WHAT YOU HAVE TO DO — Print the data below again in full, exactly as it stands, with no images.

Saved entries:
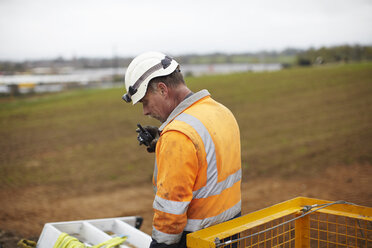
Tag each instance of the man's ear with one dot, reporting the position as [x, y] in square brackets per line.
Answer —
[163, 89]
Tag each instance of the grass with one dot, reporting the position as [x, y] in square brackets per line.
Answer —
[293, 122]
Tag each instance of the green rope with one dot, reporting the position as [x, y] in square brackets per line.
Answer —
[66, 241]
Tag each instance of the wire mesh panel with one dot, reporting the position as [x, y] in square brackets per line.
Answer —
[327, 230]
[270, 234]
[298, 223]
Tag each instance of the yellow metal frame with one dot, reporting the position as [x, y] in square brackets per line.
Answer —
[323, 228]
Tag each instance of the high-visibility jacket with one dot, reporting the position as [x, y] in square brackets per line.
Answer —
[197, 172]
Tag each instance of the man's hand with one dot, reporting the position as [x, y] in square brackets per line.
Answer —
[148, 135]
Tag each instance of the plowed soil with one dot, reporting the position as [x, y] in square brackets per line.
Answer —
[24, 211]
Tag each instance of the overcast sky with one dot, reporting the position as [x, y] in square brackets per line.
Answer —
[33, 29]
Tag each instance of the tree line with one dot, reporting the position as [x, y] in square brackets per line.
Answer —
[335, 54]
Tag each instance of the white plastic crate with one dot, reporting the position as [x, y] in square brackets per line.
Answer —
[96, 231]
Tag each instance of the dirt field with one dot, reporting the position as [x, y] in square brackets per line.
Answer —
[24, 211]
[74, 155]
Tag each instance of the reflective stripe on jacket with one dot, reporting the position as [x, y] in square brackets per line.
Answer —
[197, 172]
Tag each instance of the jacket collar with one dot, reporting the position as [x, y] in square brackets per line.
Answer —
[184, 105]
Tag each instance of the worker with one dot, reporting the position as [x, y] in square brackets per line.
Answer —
[197, 172]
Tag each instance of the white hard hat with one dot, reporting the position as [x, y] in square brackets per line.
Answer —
[142, 69]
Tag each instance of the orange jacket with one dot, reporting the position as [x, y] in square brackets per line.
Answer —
[197, 172]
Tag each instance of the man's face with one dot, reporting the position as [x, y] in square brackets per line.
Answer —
[154, 105]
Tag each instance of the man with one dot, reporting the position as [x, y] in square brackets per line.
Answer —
[197, 171]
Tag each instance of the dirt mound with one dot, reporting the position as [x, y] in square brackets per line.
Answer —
[24, 211]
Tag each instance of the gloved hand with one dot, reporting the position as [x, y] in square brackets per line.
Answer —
[144, 138]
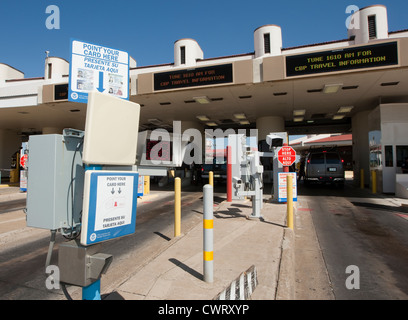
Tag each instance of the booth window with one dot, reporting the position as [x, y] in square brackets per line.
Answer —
[389, 156]
[49, 70]
[372, 27]
[267, 43]
[402, 153]
[183, 55]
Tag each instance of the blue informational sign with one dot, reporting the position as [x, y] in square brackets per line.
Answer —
[94, 67]
[109, 209]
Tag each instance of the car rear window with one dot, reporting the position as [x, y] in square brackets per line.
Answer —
[317, 158]
[332, 158]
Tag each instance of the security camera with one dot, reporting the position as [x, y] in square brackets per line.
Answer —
[274, 141]
[237, 182]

WRITTEN RESPONSE —
Tag each instance of the man's ear with one dot, reporting the position as [x, y] in square brackets per line.
Answer —
[163, 89]
Tag each instance of the grass with one dot, reporting the position as [x, y] in square brackets per line.
Answer —
[293, 122]
Tag each instance of the green rope with one dot, reporting the position as [x, y] in square brackets per line.
Answer —
[66, 241]
Tag each instance of the wire mesh panel with one dot, reporting the position as [x, y] in square brackets per line.
Answer —
[327, 230]
[270, 234]
[298, 223]
Tag each instance of the yellow metal frame with one dot, reporting the position as [x, y] in square brackets per line.
Answer —
[323, 228]
Tag each instance of the high-visibility jacket with one dot, reporting the position as [x, y] in square brackets per line.
Answer —
[197, 172]
Tag each instance of the man's hand with one dot, reporting the position as [x, y] in square brackets per line.
Answer —
[148, 135]
Tag each instance of the plowed soil with one dot, reporting the position as [x, y] in square brackets per line.
Answer —
[24, 211]
Tag each instance of the overcast sky with one dot, reporting the position as [x, y] in square brackets per line.
Answer —
[33, 29]
Tag each instance of the tree line with one dot, reporting the position as [x, y] in square brackets per line.
Answer —
[335, 54]
Tag each instance of the white plastic crate with one dot, reporting the position as [x, y] in square brackets per line.
Answer —
[96, 231]
Tag each instance of the dirt field with one dot, reporting the position as [x, y] in square brackets per line.
Answer —
[24, 211]
[74, 155]
Tag each instance of the reflective stripe on jacket with one dot, reporting the position as [x, y] in square brackets per line.
Answer —
[197, 172]
Tag each instance of the jacket collar with one dot, reporting the position as [x, y] in square brackets per line.
Answer —
[184, 105]
Tag each instance of the worker with one dot, reporting the position as [x, y] in square brackets per line.
Answer —
[197, 172]
Tag each instance of the white hard hat with one dot, reporting the position as [x, y] in square brackets per line.
Answer —
[142, 69]
Tag each instance of the orange jacket with one dot, reporting the position as [x, y] in square brackets per line.
Answer —
[197, 172]
Tag each instance of the man's face with one dot, reporting the position as [x, y] in square brackets per line.
Answer —
[154, 105]
Tag each instance of the man with one dot, reporting the position as [x, y] in square brackets per line.
Answer —
[197, 171]
Tag each instance of the dirt mound with one dot, reporting the position as [x, y] in square brackets per line.
Answer —
[24, 211]
Tag each instance of the gloved hand with one dot, reporting the position as [x, y] in square brackets per line.
Answer —
[144, 138]
Tag each instance of the booth window with one dot, reporting the position as [x, y] in square brackets per line.
Answer —
[389, 156]
[49, 70]
[372, 27]
[267, 43]
[402, 153]
[183, 55]
Tag each instance of the blue informational sign with one dot, reporting the position as [x, y] in square brackets per line.
Answer —
[94, 67]
[109, 209]
Tag each instance of the car rear window with one dot, reporting the position as [x, y] in square brackets per line.
Answer —
[317, 158]
[332, 158]
Tag each instance of the security camera with one dot, reporting the position as [x, y] in square brackets per line.
Answer —
[274, 141]
[237, 182]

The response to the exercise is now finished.